Allerdings treten auch Experten auf - wie der tunesische Analyst Michaël Béchir Ayari bei der International Crisis Group -, die vor einer vorschnellen Zuweisung warnen. Die Konkurrenz zwischen den verschiedenen dschihadistischen Gruppen sei groß, sie rangeln sich gewissermaßen darum, das massenmörderische Attentat, das viel Medienaufmerksamkeit bekam, auf ihre Fahnen zu schreiben.

Das Format des Audio-Statements sei ungewöhnlich für den IS, so Ayari. Darüber hinaus es gebe noch andere Botschaften von anderen Gruppen, etwa von Ifrikiya al Alam, das mit der Katiba Okba Ibn Nafa verbunden sei, die im Westen Tunesiens, im Djebel Chambi, operieren. Beide halten wiederum enge Verbindungen zu al-Qaida im islamischen Magreb (AQIM). Von Ifrikiya al Alam stammen Nachrichten zum Attentat, wonach dieser eigentlich das Parlament im Visier hatte, die Attentäter aber schließlich doch befanden, dass Touristen "auch ein gutes Ziel" seien.
--
Aufgabe a ->
Geben Sie die Zeilen der Auflistung von der Zeile mit „Could you please mark the distant forest“ bis zur Zeile mit „Could you please mark the snow-covered“, beide eingeschlossen, erneut wieder und ersetzen Sie darin „photograph“ durch „image“. Alles Übrige bleibt unverändert.
--
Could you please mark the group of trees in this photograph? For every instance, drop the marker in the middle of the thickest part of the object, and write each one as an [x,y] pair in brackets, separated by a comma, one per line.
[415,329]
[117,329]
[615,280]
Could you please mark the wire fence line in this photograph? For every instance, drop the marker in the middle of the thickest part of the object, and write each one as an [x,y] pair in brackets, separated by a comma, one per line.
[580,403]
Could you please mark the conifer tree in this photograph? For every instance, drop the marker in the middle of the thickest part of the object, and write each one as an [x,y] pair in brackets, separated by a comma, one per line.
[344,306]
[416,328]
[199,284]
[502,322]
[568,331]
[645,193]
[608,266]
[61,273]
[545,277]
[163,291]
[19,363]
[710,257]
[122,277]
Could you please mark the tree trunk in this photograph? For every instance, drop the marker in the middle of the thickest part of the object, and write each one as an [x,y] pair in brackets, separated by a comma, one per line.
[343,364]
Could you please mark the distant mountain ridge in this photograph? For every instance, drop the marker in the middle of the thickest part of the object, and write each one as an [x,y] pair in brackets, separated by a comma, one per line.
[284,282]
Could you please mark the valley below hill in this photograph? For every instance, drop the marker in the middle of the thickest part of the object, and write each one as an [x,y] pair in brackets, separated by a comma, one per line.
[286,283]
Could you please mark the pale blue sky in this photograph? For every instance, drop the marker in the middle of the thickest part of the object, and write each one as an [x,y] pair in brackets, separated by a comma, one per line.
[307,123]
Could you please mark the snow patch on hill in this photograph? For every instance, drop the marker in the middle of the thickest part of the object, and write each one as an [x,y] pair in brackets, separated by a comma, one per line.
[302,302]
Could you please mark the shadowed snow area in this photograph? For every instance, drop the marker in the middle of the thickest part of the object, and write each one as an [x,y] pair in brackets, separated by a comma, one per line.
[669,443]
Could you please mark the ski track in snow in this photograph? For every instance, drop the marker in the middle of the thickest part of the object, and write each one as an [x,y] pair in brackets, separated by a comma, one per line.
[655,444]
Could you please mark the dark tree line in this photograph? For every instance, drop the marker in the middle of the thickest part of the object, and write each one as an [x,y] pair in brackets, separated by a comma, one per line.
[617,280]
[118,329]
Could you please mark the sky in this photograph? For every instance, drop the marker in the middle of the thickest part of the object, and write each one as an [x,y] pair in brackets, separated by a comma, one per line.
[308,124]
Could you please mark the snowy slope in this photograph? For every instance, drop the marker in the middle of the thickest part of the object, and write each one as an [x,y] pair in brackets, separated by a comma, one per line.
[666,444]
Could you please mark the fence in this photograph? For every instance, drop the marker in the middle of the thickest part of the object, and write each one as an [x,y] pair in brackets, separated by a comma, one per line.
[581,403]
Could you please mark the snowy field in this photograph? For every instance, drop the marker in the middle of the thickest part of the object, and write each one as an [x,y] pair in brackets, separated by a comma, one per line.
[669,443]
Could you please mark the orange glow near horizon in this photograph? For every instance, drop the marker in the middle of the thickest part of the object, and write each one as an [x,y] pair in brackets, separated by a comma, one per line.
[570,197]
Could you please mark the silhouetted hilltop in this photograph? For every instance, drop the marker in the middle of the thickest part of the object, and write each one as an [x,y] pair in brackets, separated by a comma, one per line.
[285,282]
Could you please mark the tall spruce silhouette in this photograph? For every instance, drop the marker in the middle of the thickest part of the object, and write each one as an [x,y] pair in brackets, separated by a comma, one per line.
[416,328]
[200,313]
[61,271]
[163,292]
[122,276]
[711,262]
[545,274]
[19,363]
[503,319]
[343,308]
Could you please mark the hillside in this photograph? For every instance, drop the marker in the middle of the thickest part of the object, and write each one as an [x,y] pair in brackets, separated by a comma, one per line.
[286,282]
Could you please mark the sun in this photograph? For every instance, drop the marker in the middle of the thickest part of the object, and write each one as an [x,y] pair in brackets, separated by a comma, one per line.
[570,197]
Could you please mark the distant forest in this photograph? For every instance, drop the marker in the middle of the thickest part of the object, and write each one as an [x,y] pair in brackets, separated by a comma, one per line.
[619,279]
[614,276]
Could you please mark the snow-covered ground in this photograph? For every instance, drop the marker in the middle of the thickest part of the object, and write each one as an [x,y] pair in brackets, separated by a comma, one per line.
--
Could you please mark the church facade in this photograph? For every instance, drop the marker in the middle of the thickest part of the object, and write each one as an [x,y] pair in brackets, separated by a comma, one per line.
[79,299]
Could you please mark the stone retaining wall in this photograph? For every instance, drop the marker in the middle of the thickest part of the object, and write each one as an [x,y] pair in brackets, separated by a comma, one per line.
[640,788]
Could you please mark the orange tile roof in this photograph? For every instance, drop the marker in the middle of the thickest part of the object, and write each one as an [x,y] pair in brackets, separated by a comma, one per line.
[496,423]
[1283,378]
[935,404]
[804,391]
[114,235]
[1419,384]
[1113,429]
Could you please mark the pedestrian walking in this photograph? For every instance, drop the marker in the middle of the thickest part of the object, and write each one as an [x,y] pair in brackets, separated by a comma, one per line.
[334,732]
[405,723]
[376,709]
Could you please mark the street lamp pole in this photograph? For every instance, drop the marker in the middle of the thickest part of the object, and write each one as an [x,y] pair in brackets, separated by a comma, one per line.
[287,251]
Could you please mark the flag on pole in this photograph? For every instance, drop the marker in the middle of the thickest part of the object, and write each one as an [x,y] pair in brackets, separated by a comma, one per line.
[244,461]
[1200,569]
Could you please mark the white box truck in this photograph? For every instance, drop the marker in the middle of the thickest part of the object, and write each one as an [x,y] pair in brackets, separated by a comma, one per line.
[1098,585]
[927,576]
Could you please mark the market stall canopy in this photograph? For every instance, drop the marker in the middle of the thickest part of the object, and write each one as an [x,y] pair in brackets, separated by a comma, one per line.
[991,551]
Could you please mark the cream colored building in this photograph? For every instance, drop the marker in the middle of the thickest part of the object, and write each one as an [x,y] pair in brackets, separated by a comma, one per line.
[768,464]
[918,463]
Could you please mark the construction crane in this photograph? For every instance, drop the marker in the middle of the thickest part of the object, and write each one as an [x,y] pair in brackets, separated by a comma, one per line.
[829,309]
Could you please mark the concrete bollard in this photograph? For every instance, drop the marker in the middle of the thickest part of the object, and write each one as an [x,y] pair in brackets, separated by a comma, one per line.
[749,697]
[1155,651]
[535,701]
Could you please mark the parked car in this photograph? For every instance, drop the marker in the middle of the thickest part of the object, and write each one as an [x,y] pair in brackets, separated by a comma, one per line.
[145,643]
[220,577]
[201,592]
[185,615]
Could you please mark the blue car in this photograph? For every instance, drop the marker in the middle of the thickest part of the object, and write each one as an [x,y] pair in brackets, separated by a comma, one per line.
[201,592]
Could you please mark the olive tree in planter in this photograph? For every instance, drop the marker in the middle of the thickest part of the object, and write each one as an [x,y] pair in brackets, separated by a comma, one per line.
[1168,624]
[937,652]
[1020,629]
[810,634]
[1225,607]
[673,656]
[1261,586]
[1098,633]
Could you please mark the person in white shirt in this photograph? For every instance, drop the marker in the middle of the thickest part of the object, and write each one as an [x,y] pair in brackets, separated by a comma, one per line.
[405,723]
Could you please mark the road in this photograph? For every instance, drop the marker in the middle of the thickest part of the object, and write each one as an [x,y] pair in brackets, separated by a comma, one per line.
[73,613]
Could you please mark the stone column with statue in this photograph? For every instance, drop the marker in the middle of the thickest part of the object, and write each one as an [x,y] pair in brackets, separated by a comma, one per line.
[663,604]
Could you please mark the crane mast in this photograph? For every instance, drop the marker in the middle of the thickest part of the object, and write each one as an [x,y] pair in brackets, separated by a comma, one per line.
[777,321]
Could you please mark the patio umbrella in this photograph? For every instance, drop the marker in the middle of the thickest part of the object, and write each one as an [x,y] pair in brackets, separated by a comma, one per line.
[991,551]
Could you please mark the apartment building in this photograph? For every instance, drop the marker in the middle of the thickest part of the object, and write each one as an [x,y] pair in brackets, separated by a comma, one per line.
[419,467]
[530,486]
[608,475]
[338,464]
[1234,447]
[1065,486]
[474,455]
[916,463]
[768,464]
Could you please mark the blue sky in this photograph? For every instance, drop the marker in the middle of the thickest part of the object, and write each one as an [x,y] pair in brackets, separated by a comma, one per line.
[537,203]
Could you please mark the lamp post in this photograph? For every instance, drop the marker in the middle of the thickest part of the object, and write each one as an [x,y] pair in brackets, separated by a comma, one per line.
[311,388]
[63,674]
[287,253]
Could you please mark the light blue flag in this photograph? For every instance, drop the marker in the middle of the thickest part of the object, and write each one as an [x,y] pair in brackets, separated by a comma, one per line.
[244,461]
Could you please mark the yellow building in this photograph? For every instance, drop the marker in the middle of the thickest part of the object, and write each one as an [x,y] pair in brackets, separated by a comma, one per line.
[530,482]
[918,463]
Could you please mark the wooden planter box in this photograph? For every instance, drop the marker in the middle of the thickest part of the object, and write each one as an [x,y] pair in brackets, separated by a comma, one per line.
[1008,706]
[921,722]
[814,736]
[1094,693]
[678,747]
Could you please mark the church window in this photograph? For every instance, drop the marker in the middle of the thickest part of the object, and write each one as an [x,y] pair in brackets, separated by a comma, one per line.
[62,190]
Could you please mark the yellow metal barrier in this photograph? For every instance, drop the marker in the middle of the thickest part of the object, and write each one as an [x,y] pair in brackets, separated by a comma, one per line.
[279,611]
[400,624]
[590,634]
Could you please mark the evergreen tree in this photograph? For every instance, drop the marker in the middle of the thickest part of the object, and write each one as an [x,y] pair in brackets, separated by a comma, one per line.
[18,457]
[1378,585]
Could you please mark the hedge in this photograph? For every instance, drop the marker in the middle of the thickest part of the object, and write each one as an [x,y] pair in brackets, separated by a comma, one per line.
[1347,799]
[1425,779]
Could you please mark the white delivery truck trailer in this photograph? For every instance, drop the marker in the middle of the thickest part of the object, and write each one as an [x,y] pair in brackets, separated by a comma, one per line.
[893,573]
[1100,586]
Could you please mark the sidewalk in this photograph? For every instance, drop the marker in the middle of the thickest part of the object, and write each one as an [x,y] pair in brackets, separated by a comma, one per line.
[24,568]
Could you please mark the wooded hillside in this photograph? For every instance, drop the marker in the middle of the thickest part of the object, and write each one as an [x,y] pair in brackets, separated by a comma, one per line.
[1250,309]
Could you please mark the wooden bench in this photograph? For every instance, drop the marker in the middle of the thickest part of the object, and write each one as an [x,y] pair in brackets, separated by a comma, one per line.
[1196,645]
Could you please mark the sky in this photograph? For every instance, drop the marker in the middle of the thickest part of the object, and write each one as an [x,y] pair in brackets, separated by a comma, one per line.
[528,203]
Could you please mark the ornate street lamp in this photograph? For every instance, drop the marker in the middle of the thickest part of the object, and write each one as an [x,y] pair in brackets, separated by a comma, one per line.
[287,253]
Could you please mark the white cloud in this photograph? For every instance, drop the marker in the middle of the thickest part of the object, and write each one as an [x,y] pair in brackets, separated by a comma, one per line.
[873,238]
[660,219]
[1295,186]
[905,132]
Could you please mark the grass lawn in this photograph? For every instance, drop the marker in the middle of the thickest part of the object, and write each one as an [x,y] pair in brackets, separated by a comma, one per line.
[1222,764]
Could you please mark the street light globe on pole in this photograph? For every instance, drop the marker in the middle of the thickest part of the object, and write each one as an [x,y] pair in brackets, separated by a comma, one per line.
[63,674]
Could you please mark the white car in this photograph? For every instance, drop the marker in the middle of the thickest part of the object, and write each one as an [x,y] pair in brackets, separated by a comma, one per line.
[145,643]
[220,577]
--
Aufgabe b ->
Übersetzen Sie den Satz „Das Format des Audio-Statements sei ungewöhnlich für den IS, so Ayari.“ aus dem Textauszug ins Englische.

Richtige Antwort a ->
Could you please mark the distant forest in this image? For every instance, drop the marker in the middle of the thickest part of the object, and write each one as an [x,y] pair in brackets, separated by a comma, one per line.
[619,279]
[614,276]
Could you please mark the snow-covered ground in this image? For every instance, drop the marker in the middle of the thickest part of the object, and write each one as an [x,y] pair in brackets, separated by a comma, one per line.

Richtige Antwort b ->
The format of the audio statement is unusual for IS, according to Ayari.